Top of Exercise data
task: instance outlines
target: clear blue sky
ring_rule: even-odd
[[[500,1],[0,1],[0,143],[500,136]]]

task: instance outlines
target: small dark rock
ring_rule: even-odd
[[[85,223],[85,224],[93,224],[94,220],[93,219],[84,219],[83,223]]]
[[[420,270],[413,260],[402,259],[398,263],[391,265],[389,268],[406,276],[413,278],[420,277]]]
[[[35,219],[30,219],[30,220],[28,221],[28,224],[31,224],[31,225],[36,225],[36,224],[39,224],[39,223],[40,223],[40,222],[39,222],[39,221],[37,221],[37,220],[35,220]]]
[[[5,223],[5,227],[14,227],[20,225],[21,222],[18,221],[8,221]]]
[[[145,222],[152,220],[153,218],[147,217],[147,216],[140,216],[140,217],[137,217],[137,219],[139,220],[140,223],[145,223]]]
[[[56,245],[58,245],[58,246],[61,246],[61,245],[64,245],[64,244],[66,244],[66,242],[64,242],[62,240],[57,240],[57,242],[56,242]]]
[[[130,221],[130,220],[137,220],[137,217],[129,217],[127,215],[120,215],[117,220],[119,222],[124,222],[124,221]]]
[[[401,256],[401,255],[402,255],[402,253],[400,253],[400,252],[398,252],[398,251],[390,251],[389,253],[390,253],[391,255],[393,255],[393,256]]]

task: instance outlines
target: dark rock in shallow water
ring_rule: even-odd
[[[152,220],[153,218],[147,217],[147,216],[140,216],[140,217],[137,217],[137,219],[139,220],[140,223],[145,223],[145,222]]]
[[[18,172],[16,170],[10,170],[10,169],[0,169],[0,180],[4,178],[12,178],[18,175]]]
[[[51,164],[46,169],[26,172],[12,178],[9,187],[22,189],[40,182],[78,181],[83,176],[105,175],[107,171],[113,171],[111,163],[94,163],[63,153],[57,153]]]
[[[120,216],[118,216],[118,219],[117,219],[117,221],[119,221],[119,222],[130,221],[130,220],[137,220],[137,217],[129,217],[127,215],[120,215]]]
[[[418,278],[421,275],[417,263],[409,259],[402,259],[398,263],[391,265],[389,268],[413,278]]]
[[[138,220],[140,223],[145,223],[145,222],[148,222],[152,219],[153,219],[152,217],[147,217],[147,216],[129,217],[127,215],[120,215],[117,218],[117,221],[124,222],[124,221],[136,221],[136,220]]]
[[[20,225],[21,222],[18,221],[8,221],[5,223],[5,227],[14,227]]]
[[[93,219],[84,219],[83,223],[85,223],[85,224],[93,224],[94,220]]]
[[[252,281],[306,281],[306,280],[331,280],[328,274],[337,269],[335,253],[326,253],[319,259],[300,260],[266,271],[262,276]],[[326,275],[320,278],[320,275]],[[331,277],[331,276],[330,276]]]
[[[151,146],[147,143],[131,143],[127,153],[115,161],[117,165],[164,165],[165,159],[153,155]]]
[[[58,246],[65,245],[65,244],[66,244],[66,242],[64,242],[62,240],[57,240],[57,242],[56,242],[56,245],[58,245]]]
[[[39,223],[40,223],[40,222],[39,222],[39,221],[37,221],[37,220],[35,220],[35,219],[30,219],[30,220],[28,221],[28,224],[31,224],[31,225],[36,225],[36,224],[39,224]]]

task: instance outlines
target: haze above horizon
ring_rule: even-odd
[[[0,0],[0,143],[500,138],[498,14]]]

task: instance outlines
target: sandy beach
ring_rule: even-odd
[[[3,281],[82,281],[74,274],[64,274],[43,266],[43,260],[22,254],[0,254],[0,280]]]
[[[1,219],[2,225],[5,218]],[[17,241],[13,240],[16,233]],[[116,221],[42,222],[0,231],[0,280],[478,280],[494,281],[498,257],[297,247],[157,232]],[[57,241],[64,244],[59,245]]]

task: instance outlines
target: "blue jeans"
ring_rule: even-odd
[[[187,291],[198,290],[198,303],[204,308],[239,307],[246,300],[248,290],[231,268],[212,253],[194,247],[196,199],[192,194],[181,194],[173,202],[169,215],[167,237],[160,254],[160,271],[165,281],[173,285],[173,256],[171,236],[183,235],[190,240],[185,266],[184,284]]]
Bottom of Exercise data
> **Requirement**
Transcribe exactly, and only, the lines from the opening line of the records through the line containing "target: dark rock in shallow water".

> **Output of the exercise**
task: instance outlines
target: clear blue sky
ring_rule: even-odd
[[[500,1],[0,1],[0,143],[500,136]]]

task: instance outlines
target: small dark rock
ring_rule: even-odd
[[[85,223],[85,224],[93,224],[94,220],[93,219],[84,219],[83,223]]]
[[[420,270],[413,260],[402,259],[398,263],[391,265],[389,268],[406,276],[413,278],[420,277]]]
[[[35,219],[30,219],[30,220],[28,221],[28,224],[31,224],[31,225],[36,225],[36,224],[39,224],[39,223],[40,223],[40,222],[39,222],[39,221],[37,221],[37,220],[35,220]]]
[[[5,223],[5,227],[14,227],[20,225],[21,222],[18,221],[8,221]]]
[[[145,222],[152,220],[153,218],[147,217],[147,216],[140,216],[140,217],[137,217],[137,219],[139,220],[140,223],[145,223]]]
[[[56,245],[58,245],[58,246],[61,246],[61,245],[64,245],[64,244],[66,244],[66,242],[64,242],[62,240],[57,240],[57,242],[56,242]]]
[[[130,221],[130,220],[137,220],[137,217],[129,217],[127,215],[120,215],[117,220],[119,222],[124,222],[124,221]]]
[[[401,256],[401,255],[402,255],[402,253],[400,253],[400,252],[398,252],[398,251],[390,251],[389,253],[390,253],[391,255],[393,255],[393,256]]]

task: instance outlines
target: dark rock in shallow water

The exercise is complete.